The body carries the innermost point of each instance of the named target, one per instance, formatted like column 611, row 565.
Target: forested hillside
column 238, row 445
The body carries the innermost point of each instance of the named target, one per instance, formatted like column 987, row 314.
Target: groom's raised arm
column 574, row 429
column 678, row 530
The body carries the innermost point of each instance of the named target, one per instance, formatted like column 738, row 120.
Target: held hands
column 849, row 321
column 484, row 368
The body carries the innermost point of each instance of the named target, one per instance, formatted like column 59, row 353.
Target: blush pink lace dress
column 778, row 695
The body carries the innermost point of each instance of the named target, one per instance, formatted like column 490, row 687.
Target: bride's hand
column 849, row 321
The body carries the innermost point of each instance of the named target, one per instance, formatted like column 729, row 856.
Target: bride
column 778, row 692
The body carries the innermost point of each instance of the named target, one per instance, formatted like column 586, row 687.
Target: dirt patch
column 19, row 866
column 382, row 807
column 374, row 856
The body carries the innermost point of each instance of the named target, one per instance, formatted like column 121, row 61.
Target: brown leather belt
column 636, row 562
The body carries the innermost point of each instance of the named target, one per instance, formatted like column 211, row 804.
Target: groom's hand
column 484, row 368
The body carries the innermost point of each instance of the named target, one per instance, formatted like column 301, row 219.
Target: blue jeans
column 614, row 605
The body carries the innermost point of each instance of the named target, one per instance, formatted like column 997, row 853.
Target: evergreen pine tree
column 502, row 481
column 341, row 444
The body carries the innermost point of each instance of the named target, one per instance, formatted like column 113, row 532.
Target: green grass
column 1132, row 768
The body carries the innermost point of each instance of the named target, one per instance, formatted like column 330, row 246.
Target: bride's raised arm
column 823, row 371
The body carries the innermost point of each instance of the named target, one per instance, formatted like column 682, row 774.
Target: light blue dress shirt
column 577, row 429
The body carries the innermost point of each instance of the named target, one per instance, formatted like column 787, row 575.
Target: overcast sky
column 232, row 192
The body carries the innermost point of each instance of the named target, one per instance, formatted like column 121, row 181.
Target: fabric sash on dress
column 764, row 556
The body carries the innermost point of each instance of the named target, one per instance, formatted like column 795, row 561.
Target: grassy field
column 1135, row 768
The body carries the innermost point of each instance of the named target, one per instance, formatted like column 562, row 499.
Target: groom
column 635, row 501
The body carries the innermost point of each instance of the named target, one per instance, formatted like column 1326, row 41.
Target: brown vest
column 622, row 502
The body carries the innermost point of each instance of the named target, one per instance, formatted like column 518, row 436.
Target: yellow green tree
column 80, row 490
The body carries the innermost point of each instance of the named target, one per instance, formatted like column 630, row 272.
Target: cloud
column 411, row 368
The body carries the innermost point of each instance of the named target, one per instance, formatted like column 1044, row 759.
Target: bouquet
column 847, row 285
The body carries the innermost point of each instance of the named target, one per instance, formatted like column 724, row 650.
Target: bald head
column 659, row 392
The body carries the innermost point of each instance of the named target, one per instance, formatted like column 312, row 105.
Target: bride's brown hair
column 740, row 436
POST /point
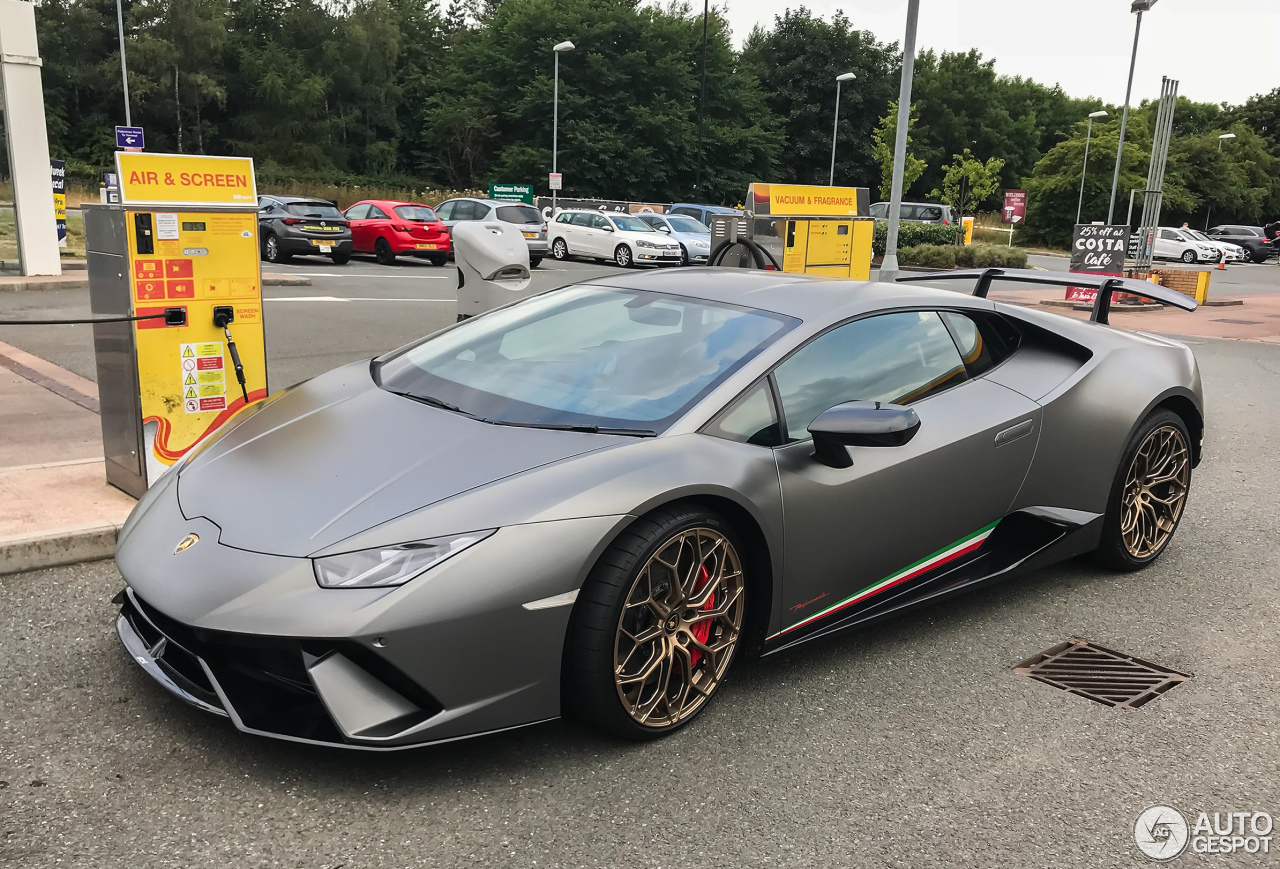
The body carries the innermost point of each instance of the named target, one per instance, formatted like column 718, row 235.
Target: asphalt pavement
column 909, row 745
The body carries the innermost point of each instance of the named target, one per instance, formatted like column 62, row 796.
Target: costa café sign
column 1097, row 248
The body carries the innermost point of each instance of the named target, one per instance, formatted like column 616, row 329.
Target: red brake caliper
column 702, row 630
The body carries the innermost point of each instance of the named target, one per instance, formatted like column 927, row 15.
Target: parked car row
column 298, row 225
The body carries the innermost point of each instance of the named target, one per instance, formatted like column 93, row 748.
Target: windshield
column 689, row 225
column 415, row 213
column 314, row 210
column 584, row 356
column 630, row 224
column 519, row 214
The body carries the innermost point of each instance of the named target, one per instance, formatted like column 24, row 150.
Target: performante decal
column 950, row 553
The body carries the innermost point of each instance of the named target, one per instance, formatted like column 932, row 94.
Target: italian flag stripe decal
column 941, row 557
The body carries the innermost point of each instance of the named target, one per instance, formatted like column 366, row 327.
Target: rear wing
column 1105, row 284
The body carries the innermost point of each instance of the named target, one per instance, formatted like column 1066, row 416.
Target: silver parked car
column 590, row 502
column 693, row 236
column 526, row 216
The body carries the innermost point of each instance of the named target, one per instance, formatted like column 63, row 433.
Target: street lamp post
column 846, row 77
column 1086, row 168
column 1138, row 7
column 888, row 268
column 124, row 71
column 1208, row 211
column 560, row 46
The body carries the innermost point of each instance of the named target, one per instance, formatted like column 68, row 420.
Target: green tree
column 969, row 183
column 796, row 63
column 883, row 138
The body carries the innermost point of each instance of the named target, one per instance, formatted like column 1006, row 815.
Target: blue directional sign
column 129, row 138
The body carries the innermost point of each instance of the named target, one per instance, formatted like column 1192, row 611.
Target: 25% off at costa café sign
column 1097, row 250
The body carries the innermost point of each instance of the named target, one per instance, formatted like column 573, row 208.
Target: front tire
column 1148, row 495
column 657, row 623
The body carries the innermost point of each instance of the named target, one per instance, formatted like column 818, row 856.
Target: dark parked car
column 291, row 225
column 917, row 213
column 1251, row 238
column 702, row 213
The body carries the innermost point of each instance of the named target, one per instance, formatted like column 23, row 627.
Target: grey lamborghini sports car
column 592, row 501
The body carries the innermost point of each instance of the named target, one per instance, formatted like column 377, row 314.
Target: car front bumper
column 252, row 636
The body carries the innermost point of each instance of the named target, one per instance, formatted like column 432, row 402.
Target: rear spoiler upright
column 1105, row 284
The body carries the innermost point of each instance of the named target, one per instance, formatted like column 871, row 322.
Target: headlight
column 389, row 566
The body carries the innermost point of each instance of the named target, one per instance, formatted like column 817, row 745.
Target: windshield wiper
column 429, row 399
column 571, row 426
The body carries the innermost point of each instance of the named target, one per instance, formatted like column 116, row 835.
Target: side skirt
column 1020, row 543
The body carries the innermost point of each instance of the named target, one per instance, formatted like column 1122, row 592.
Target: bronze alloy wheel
column 679, row 627
column 1155, row 492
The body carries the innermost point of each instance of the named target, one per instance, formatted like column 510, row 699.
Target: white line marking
column 551, row 603
column 334, row 298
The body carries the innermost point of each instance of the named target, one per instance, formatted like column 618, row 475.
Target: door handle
column 1014, row 431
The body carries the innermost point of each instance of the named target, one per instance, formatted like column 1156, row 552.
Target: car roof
column 284, row 199
column 807, row 297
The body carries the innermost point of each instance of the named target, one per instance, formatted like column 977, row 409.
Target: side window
column 749, row 420
column 983, row 341
column 894, row 357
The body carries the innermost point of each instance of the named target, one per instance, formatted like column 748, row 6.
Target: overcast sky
column 1220, row 50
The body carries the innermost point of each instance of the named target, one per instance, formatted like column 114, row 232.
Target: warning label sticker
column 204, row 383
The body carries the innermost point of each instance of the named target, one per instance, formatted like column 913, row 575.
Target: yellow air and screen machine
column 182, row 246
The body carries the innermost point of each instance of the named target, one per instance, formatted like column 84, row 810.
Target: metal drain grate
column 1101, row 675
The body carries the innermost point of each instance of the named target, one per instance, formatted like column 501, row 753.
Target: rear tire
column 648, row 646
column 1148, row 495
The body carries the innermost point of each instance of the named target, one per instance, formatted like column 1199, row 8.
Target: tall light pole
column 702, row 100
column 124, row 71
column 846, row 77
column 557, row 49
column 1138, row 7
column 888, row 268
column 1083, row 170
column 1208, row 211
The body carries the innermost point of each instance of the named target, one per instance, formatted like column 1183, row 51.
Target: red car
column 388, row 229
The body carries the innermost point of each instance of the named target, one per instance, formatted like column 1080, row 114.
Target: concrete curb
column 82, row 283
column 35, row 552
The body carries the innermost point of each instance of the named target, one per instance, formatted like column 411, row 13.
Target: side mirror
column 860, row 424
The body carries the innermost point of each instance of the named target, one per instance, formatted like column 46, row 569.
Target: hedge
column 909, row 234
column 974, row 256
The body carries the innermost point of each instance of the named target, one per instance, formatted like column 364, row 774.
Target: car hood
column 338, row 456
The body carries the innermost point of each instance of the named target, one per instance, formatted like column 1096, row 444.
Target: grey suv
column 525, row 216
column 917, row 213
column 289, row 225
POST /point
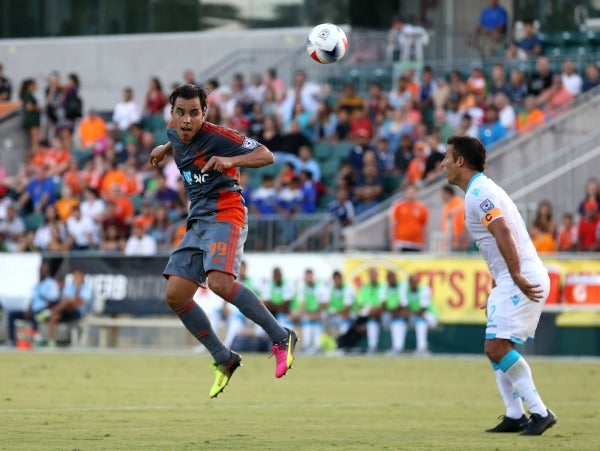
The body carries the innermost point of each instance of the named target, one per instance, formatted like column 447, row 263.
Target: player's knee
column 220, row 284
column 495, row 350
column 174, row 299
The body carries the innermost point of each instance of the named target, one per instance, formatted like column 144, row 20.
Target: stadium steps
column 515, row 165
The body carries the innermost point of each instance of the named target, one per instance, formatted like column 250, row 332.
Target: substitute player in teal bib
column 340, row 302
column 313, row 303
column 210, row 253
column 369, row 305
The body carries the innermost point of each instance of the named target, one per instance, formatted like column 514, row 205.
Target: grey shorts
column 208, row 246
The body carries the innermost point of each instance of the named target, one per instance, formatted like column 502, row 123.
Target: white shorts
column 510, row 314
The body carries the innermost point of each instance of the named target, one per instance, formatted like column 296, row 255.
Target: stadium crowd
column 87, row 183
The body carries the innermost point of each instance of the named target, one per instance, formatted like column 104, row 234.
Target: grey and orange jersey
column 214, row 196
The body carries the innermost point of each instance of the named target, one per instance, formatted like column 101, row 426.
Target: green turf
column 105, row 401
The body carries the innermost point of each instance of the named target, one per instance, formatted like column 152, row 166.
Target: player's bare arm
column 508, row 248
column 259, row 157
column 159, row 153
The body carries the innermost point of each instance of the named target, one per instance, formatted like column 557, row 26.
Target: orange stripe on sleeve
column 494, row 213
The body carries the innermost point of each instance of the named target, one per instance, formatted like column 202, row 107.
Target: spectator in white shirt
column 81, row 229
column 572, row 81
column 506, row 113
column 93, row 207
column 140, row 243
column 12, row 229
column 126, row 112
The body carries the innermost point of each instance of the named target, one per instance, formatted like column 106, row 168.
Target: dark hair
column 157, row 82
column 188, row 92
column 448, row 189
column 25, row 85
column 471, row 149
column 74, row 78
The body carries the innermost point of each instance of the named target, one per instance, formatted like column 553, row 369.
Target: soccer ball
column 326, row 43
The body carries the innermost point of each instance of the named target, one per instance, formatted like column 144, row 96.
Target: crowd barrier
column 129, row 291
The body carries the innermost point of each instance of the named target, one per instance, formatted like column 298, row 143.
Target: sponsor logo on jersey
column 190, row 177
column 250, row 143
column 486, row 205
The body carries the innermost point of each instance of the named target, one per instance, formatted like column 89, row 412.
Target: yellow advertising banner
column 460, row 286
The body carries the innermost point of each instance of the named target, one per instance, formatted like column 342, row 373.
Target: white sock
column 517, row 370
column 421, row 333
column 317, row 334
column 512, row 401
column 398, row 330
column 234, row 327
column 344, row 326
column 306, row 335
column 372, row 335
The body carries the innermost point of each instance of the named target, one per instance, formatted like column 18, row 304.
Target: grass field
column 69, row 401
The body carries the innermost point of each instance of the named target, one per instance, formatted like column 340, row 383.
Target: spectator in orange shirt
column 542, row 240
column 588, row 225
column 416, row 166
column 114, row 176
column 58, row 157
column 55, row 159
column 408, row 222
column 146, row 217
column 92, row 132
column 555, row 96
column 453, row 219
column 531, row 117
column 543, row 218
column 412, row 86
column 133, row 184
column 124, row 209
column 92, row 173
column 66, row 203
column 350, row 100
column 73, row 177
column 567, row 234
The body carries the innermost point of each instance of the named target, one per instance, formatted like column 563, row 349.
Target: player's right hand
column 533, row 291
column 157, row 155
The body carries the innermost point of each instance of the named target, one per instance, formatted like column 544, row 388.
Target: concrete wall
column 106, row 64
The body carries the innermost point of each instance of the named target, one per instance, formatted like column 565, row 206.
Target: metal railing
column 297, row 233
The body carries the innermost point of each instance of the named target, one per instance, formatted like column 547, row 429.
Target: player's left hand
column 533, row 291
column 217, row 164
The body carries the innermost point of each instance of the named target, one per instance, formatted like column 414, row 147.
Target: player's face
column 188, row 117
column 450, row 166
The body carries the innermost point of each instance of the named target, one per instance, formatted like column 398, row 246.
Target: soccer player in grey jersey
column 210, row 253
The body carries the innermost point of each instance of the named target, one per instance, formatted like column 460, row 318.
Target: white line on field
column 191, row 407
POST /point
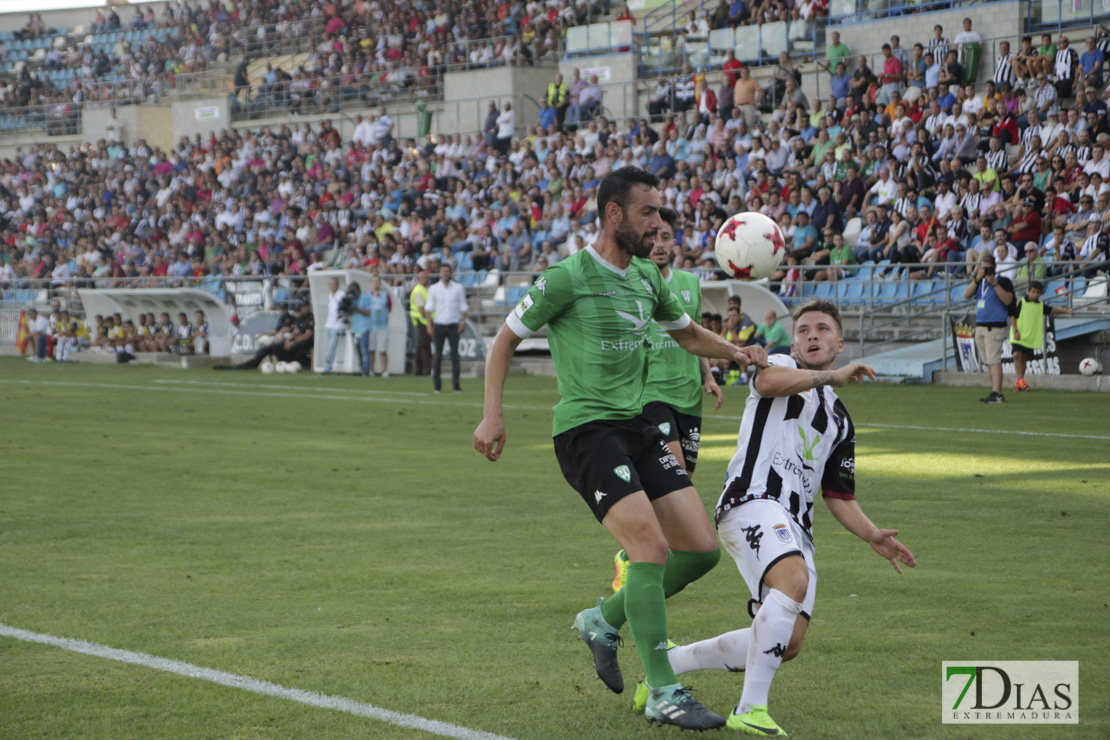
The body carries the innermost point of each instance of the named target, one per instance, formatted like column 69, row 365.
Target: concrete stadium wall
column 990, row 20
column 466, row 95
column 69, row 19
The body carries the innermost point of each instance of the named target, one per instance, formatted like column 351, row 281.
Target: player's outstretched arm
column 702, row 342
column 847, row 513
column 490, row 436
column 709, row 384
column 777, row 382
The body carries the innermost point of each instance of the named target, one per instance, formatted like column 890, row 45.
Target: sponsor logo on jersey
column 848, row 467
column 622, row 345
column 778, row 650
column 525, row 303
column 638, row 324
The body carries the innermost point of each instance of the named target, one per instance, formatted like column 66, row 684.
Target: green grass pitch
column 341, row 536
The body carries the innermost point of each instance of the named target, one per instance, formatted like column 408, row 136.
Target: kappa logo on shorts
column 752, row 535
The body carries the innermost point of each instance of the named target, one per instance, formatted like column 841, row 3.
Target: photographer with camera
column 994, row 295
column 339, row 306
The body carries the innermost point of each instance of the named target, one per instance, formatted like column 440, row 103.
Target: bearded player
column 796, row 439
column 675, row 377
column 597, row 306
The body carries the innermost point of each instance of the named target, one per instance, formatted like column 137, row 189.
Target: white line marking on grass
column 291, row 387
column 1015, row 432
column 265, row 394
column 310, row 698
column 962, row 429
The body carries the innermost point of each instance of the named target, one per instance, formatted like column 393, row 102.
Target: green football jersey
column 674, row 375
column 598, row 318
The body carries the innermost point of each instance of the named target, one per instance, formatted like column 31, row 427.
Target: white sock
column 728, row 651
column 770, row 635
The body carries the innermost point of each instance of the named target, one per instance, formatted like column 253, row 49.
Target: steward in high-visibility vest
column 416, row 302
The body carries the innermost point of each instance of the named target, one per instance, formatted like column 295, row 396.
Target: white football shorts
column 758, row 534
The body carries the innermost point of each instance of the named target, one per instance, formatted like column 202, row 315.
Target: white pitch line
column 310, row 698
column 214, row 391
column 290, row 387
column 202, row 386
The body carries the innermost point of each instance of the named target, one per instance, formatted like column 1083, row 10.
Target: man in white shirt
column 334, row 325
column 363, row 132
column 446, row 304
column 38, row 328
column 383, row 130
column 1098, row 163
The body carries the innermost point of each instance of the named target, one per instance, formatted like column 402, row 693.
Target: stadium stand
column 919, row 158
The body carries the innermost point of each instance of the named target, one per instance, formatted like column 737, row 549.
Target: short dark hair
column 670, row 218
column 616, row 186
column 820, row 306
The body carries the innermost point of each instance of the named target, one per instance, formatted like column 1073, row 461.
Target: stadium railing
column 1056, row 14
column 858, row 11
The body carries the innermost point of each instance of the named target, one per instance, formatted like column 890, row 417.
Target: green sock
column 647, row 620
column 683, row 568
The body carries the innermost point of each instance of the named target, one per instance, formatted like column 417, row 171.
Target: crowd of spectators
column 936, row 171
column 354, row 50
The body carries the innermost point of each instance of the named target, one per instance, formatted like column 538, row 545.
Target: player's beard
column 633, row 242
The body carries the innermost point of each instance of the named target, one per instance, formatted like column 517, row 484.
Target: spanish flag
column 21, row 335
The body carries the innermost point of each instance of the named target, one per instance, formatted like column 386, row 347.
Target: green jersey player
column 597, row 305
column 675, row 377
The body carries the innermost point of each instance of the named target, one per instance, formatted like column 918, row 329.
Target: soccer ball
column 1089, row 366
column 749, row 246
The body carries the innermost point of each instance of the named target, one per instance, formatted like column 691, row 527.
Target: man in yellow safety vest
column 422, row 358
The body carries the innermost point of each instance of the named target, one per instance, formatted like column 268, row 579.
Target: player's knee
column 794, row 648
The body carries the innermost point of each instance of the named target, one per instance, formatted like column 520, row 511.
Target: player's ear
column 614, row 213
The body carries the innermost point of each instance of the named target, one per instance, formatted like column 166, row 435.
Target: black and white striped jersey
column 790, row 449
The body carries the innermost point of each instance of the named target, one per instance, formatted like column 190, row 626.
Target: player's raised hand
column 853, row 372
column 710, row 387
column 490, row 437
column 754, row 355
column 884, row 543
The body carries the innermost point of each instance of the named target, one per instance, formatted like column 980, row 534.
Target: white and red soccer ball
column 1090, row 366
column 749, row 246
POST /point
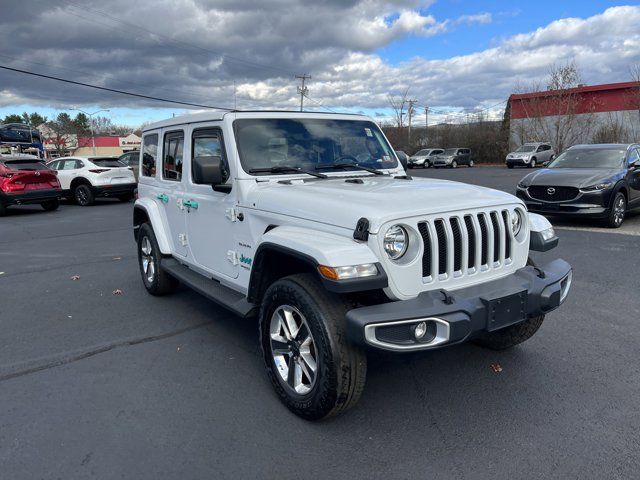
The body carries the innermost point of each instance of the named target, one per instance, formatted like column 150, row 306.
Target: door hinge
column 231, row 214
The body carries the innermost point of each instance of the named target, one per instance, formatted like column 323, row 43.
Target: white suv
column 530, row 155
column 309, row 222
column 85, row 178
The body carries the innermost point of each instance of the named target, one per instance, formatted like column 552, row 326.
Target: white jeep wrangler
column 309, row 222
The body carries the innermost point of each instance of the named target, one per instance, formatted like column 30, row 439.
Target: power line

• • •

__EXERCISE OBJECTIVE__
All lines above from the line with "411, row 13." through the line with "46, row 569.", both included, are to be set down exactly, with nothing else.

__RESPONSE TO THE EXERCISE__
The body carries the innermost point of each instance of the named target, one per instance, formatted like column 411, row 13.
Target: side mirror
column 860, row 424
The body carries the innermost point of each instance of the named target, one per instance, formatted like column 46, row 569.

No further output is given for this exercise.